Leon Kossoff 1926-2019
198.2 x 188 cm
Further images
Leon Kossoff was born in Islington and, apart from evacuation during the war and four years’ military service in Europe, he has only ever lived and worked in the city. He has painted some areas (Shoreditch, Hackney, Kilburn) over and over again, focusing on places of intense human activity, such as the underground, train stations, parks and swimming pools. Kossoff’s art is founded on a continuous process of drawing directly from life, working in situ at different times of the day and in all weathers. Once he has ‘found’ the final drawing, the one which captures the essence and experience of the landscape before him, he works from this sketch, transferring his marks onto board in oil paint.
As the artist has explained, ‘Every painting that has emerged has been preceded by months, sometimes, years, of drawing. The final painting, the one you see, is made from a drawing made on that day and is about an entirely new experience of the subject. The painting is scraped down before it is worked upon. The same approach is used when painting friends in the studio.’ 2
As the artist describes here, paintings are often scraped back, to be re-painted again and again, (or abandoned), and invariably the final image is the result of a single sitting which lasts for several hours.

* * * *

### PROBLEMS AND TASKS
A: Answer the following questions using the Leon Kossoff passage.
(i) Where was Kossoff born?
(ii) According to the artist, what precedes every painting that has emerged?
(iii) How long does the single sitting that produces the final image usually last?
B: Condense the paragraph of the Leon Kossoff passage that begins "Leon Kossoff was born in Islington" into a bulleted list that keeps its main facts.
C: Reproduce the Leon Kossoff passage verbatim, starting with "As the artist has" and going on through "for several hours.".

* * * *

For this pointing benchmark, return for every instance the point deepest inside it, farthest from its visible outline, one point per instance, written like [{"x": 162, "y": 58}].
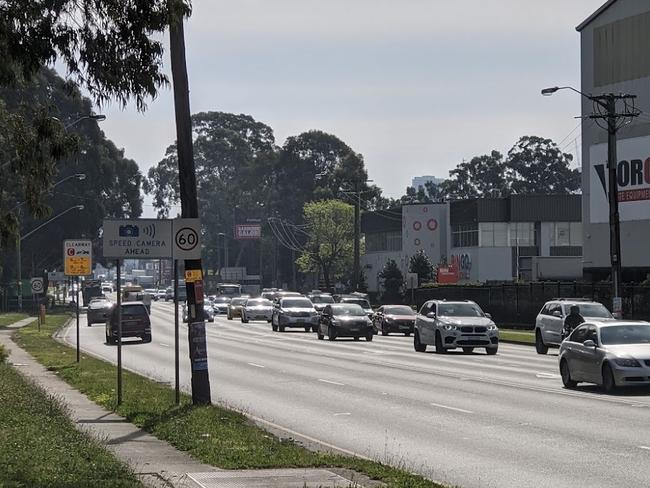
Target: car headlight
[{"x": 627, "y": 362}]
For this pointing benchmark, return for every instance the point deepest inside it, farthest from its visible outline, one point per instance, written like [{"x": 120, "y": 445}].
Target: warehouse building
[
  {"x": 615, "y": 42},
  {"x": 525, "y": 237}
]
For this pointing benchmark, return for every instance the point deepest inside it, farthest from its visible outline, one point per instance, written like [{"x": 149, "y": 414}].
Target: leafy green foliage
[
  {"x": 392, "y": 280},
  {"x": 329, "y": 247},
  {"x": 42, "y": 447},
  {"x": 421, "y": 264}
]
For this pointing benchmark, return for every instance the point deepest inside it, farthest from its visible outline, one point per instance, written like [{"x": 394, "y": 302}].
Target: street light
[
  {"x": 606, "y": 110},
  {"x": 19, "y": 246}
]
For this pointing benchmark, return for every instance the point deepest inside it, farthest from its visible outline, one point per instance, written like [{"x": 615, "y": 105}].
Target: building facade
[
  {"x": 615, "y": 42},
  {"x": 525, "y": 237}
]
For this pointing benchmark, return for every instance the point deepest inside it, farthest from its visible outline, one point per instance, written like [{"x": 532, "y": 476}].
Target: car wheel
[
  {"x": 566, "y": 375},
  {"x": 540, "y": 347},
  {"x": 609, "y": 383},
  {"x": 417, "y": 345},
  {"x": 439, "y": 348},
  {"x": 331, "y": 333}
]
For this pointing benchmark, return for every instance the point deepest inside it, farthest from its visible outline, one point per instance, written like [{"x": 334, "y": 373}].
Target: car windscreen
[
  {"x": 590, "y": 310},
  {"x": 459, "y": 310},
  {"x": 625, "y": 334},
  {"x": 350, "y": 309},
  {"x": 358, "y": 301},
  {"x": 322, "y": 299},
  {"x": 133, "y": 310},
  {"x": 296, "y": 303},
  {"x": 399, "y": 311}
]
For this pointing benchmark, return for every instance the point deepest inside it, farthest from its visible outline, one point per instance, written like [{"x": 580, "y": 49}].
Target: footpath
[{"x": 155, "y": 462}]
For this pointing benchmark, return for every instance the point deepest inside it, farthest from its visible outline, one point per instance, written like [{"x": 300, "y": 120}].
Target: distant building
[
  {"x": 421, "y": 181},
  {"x": 614, "y": 45}
]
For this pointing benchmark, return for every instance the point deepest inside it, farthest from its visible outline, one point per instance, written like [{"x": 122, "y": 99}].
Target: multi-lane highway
[{"x": 468, "y": 420}]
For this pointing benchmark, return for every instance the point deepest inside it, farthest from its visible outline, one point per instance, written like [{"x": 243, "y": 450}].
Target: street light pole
[{"x": 606, "y": 110}]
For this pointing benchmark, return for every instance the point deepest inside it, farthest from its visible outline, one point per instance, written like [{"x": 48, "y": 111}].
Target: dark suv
[{"x": 135, "y": 323}]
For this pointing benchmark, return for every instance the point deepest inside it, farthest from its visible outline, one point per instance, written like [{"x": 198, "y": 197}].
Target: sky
[{"x": 416, "y": 86}]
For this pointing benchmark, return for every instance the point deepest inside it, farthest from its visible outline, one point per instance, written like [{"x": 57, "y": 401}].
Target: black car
[
  {"x": 394, "y": 318},
  {"x": 345, "y": 320},
  {"x": 135, "y": 323}
]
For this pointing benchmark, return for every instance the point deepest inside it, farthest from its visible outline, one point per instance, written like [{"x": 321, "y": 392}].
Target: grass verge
[
  {"x": 40, "y": 446},
  {"x": 10, "y": 318},
  {"x": 525, "y": 336},
  {"x": 212, "y": 434}
]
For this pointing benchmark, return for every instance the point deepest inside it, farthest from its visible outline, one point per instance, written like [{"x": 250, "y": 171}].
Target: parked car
[
  {"x": 550, "y": 320},
  {"x": 394, "y": 318},
  {"x": 294, "y": 312},
  {"x": 99, "y": 310},
  {"x": 610, "y": 354},
  {"x": 235, "y": 306},
  {"x": 449, "y": 325},
  {"x": 220, "y": 304},
  {"x": 321, "y": 300},
  {"x": 345, "y": 320},
  {"x": 135, "y": 322},
  {"x": 358, "y": 300},
  {"x": 257, "y": 309}
]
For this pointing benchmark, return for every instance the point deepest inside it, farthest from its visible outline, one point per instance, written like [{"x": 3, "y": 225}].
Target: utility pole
[
  {"x": 189, "y": 207},
  {"x": 357, "y": 236}
]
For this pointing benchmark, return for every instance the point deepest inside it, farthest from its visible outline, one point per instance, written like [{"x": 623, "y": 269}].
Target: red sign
[{"x": 248, "y": 231}]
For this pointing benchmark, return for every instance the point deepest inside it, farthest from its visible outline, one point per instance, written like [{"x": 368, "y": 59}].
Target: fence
[{"x": 519, "y": 304}]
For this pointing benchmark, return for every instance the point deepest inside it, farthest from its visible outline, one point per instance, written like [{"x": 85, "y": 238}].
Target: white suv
[
  {"x": 550, "y": 320},
  {"x": 449, "y": 325}
]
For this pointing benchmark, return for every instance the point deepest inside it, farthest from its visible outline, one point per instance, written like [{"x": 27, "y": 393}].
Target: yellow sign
[
  {"x": 192, "y": 275},
  {"x": 77, "y": 257}
]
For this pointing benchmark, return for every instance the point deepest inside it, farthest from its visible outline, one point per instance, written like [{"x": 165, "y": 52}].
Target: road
[{"x": 467, "y": 420}]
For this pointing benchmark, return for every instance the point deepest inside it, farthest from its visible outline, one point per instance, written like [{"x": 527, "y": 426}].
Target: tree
[
  {"x": 421, "y": 264},
  {"x": 330, "y": 225},
  {"x": 537, "y": 165},
  {"x": 392, "y": 280},
  {"x": 481, "y": 177}
]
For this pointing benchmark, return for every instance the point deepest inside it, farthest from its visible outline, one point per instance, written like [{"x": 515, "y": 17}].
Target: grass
[
  {"x": 10, "y": 318},
  {"x": 40, "y": 446},
  {"x": 527, "y": 336},
  {"x": 212, "y": 434}
]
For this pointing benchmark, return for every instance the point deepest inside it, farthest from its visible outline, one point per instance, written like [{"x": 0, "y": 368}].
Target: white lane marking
[
  {"x": 548, "y": 376},
  {"x": 446, "y": 407},
  {"x": 331, "y": 382}
]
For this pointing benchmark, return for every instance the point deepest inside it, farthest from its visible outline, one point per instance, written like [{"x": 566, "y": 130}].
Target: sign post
[{"x": 77, "y": 261}]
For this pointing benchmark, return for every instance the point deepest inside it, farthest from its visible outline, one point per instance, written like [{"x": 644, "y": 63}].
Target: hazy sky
[{"x": 413, "y": 85}]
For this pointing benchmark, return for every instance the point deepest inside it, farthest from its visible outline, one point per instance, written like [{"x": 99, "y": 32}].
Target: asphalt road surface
[{"x": 467, "y": 420}]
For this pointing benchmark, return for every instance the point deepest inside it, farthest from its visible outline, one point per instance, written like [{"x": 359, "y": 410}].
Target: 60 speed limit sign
[{"x": 187, "y": 238}]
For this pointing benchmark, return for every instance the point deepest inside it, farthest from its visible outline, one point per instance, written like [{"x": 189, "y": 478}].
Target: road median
[{"x": 212, "y": 434}]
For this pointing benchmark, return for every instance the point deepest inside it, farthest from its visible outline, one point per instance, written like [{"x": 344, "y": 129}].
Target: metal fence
[{"x": 519, "y": 304}]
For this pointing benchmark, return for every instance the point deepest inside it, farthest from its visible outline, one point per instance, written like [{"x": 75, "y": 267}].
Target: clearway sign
[{"x": 152, "y": 239}]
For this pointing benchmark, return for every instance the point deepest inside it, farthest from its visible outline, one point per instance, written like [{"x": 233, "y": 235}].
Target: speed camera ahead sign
[{"x": 77, "y": 257}]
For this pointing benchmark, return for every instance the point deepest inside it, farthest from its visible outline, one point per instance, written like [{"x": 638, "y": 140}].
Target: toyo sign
[{"x": 633, "y": 175}]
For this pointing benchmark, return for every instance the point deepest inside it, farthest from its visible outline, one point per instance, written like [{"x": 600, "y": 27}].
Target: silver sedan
[{"x": 610, "y": 354}]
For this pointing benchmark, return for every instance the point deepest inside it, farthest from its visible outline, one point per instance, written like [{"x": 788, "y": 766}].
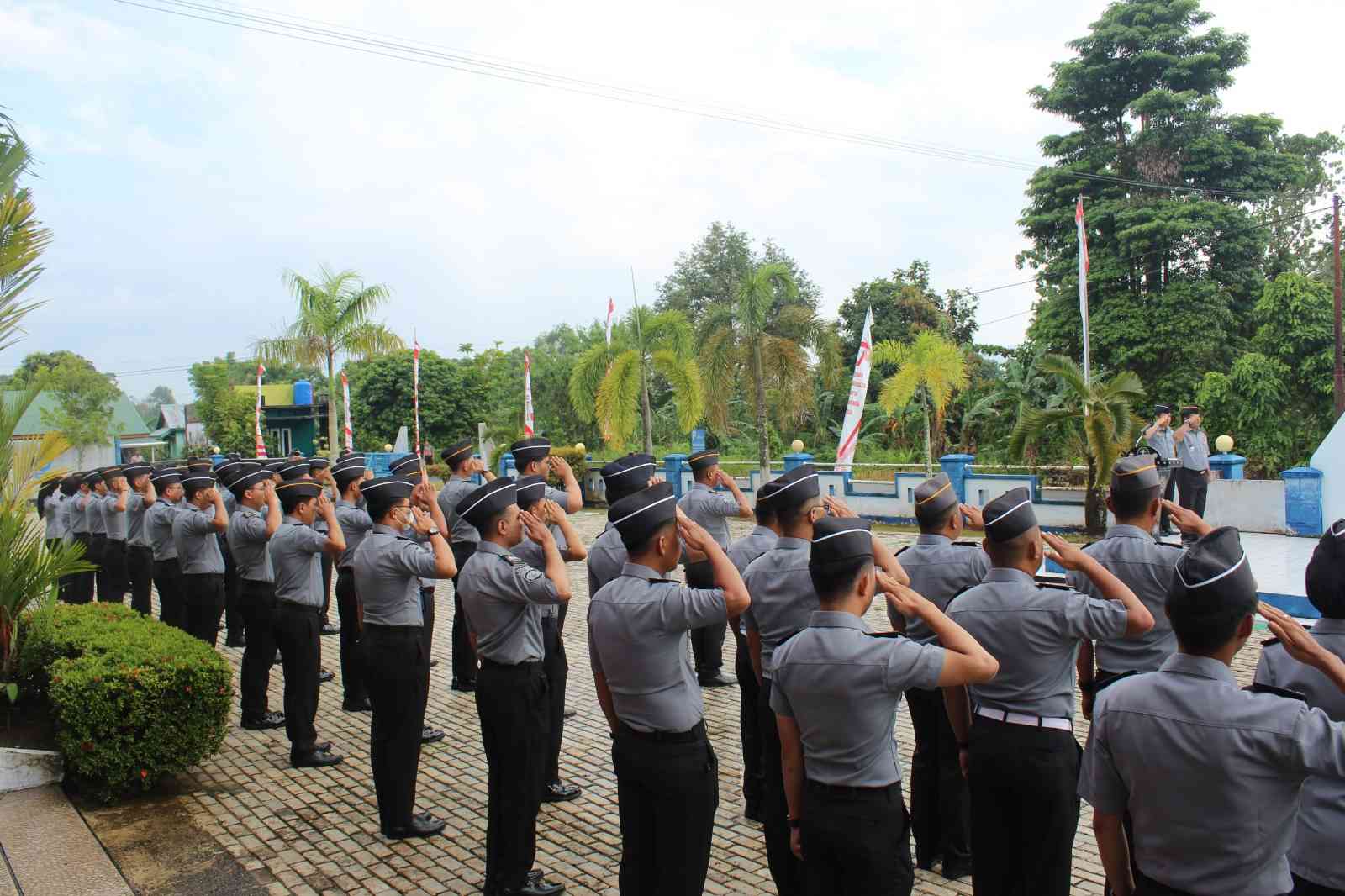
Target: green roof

* * * *

### CORRECT ANSWERS
A:
(i) Islington.
(ii) Months, sometimes years, of drawing.
(iii) Several hours.

B:
- Born in Islington, Kossoff has lived and worked only in the city, apart from wartime evacuation and four years' military service in Europe.
- He has repeatedly painted certain areas (Shoreditch, Hackney, Kilburn), focusing on places of intense human activity such as the underground, train stations, parks and swimming pools.
- His art rests on continuous drawing from life, in situ, at different times of day and in all weathers.
- Once he has "found" the final drawing that captures the essence of the landscape, he transfers its marks onto board in oil paint.

C:
As the artist has explained, ‘Every painting that has emerged has been preceded by months, sometimes, years, of drawing. The final painting, the one you see, is made from a drawing made on that day and is about an entirely new experience of the subject. The painting is scraped down before it is worked upon. The same approach is used when painting friends in the studio.’ 2
As the artist describes here, paintings are often scraped back, to be re-painted again and again, (or abandoned), and invariably the final image is the result of a single sitting which lasts for several hours.